__Work instructions__. Write the next part of the article about the Yemeni refugee family, starting after its last sentence.

__Given passage__.
○ ○ ○ ○ ○

'We left everything behind'An endless nightmare: The journey of a Yemeni refugee family in Luxembourg

RTL Today
Bushra and Mahmood fled war, crossed seven countries and spent more than five years in refugee accommodation in Luxembourg, they now aspire to a "normal" life for their four children – survivors of unimaginable circumstances.
Image showing migrants crossing the border between Macedonia and Greece in 2015.
Image showing migrants crossing the border between Macedonia and Greece in 2015.
© AFP

In August 2017, Bushra and Mahmood decided to flee their country, Yemen, which has been in a civil war since 2014. The couple left behind all the convenience of the life they had built with their children. “My life was in danger”, explains Bushra, who was working for the American embassy in Sana’a, the Yemeni capital, at the time. “Several of my colleagues were kidnapped, I don’t know what happened to them”, she tells us. With utter dismay, her husband adds that “they disappeared.”

Faced with the threats of the Houthi rebels, Bushra was convinced that fleeing was their only option. “We left everything behind”, she laments. The couple abandoned their home with three young children, taking only the essentials with them. “We knew we couldn’t travel with several suitcases”, explains Mahmood. And so began the family’s agonising journey, which took them through no fewer than seven countries before arriving in Luxembourg. First, they had to cross Yemen to reach the border with the Sultanate of Oman.

“It was very difficult to move around Yemen, there were checkpoints everywhere”, recalls Bushra. It was only through her illness that the family were able to justify their movement – Bushra has a heart condition that requires regular medical check-ups. “The rebels we met weren’t necessarily educated [on the complexities of the condition], so they relied mainly on the names of the hospitals and doctors who had treated me”, she says. This enabled Mahmood and Bushra to leave the country without any real knowledge of where they were going. “We were just looking for a safe place to continue our lives”, she added.

○ ○ ○ ○ ○

__Given entries__.
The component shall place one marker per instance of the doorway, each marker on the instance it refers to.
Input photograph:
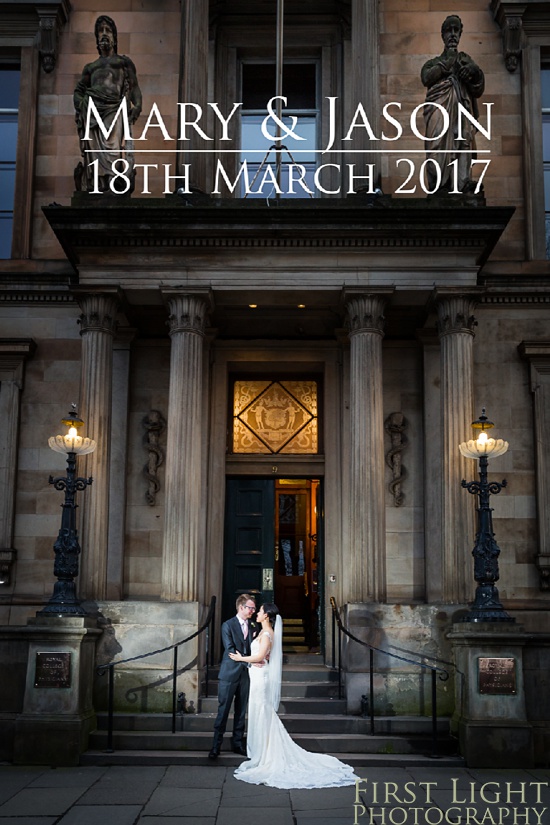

○ ○ ○ ○ ○

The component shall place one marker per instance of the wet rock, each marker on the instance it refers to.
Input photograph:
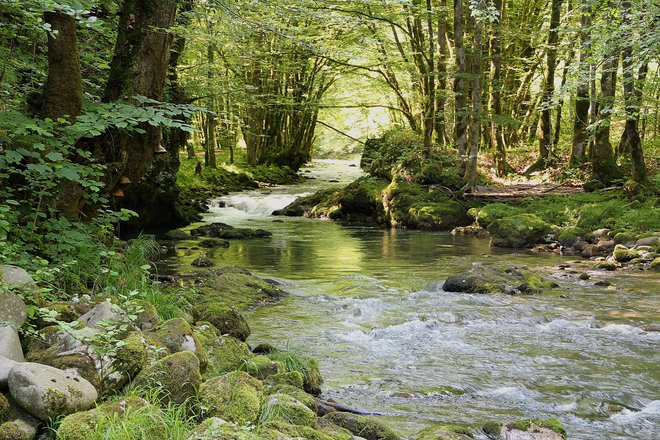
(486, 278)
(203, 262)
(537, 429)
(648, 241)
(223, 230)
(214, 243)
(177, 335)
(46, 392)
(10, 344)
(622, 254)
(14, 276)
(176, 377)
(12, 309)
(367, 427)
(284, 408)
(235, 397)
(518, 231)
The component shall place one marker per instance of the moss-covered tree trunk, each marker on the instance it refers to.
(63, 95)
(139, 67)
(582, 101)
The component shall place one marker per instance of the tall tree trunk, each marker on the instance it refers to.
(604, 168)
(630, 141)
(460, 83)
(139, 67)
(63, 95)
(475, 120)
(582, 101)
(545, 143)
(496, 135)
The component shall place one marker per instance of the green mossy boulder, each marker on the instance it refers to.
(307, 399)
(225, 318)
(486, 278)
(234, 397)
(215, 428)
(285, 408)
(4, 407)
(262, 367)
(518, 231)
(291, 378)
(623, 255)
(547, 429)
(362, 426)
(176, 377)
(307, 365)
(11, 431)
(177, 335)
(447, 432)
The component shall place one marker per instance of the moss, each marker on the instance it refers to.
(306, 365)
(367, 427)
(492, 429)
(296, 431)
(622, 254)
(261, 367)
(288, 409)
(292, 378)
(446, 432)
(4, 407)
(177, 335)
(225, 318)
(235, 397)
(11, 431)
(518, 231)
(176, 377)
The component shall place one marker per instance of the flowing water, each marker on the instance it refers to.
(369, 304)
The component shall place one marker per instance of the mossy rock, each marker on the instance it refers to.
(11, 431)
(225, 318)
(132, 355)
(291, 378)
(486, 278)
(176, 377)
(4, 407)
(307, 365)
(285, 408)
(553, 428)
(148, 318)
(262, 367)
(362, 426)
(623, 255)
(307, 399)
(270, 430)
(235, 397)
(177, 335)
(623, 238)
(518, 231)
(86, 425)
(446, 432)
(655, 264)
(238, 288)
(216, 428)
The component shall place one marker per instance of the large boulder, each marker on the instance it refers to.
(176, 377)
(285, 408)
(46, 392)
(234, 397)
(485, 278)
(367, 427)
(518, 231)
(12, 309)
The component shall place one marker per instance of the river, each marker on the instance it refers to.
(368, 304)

○ ○ ○ ○ ○

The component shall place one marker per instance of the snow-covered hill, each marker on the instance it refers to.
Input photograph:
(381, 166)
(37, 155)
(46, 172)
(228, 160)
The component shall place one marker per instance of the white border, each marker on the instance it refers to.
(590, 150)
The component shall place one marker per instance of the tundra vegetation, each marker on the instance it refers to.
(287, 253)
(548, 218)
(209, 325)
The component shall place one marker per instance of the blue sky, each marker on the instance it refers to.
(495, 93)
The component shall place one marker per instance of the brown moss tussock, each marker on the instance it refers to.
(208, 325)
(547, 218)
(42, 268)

○ ○ ○ ○ ○

__Result of the exercise__.
A Nightmarish journey

Their time in Oman was short-lived. “We rested for a few days and then left”, says Mahmood. The family headed for Malaysia, this time by plane. However, they only managed to stay four months in the country, as they lacked the necessary visas. Their journey then led them to Iran. “We’d heard about the routes taken by migrants to reach Europe”, Mahmood tells us. He had no idea of the hardships that awaited them there. From the interminable walks, to the night-time crossings, to the makeshift shelters, and the fear of being arrested and imprisoned by a particularly repressive regime: Bushra’s family lived through a veritable nightmare.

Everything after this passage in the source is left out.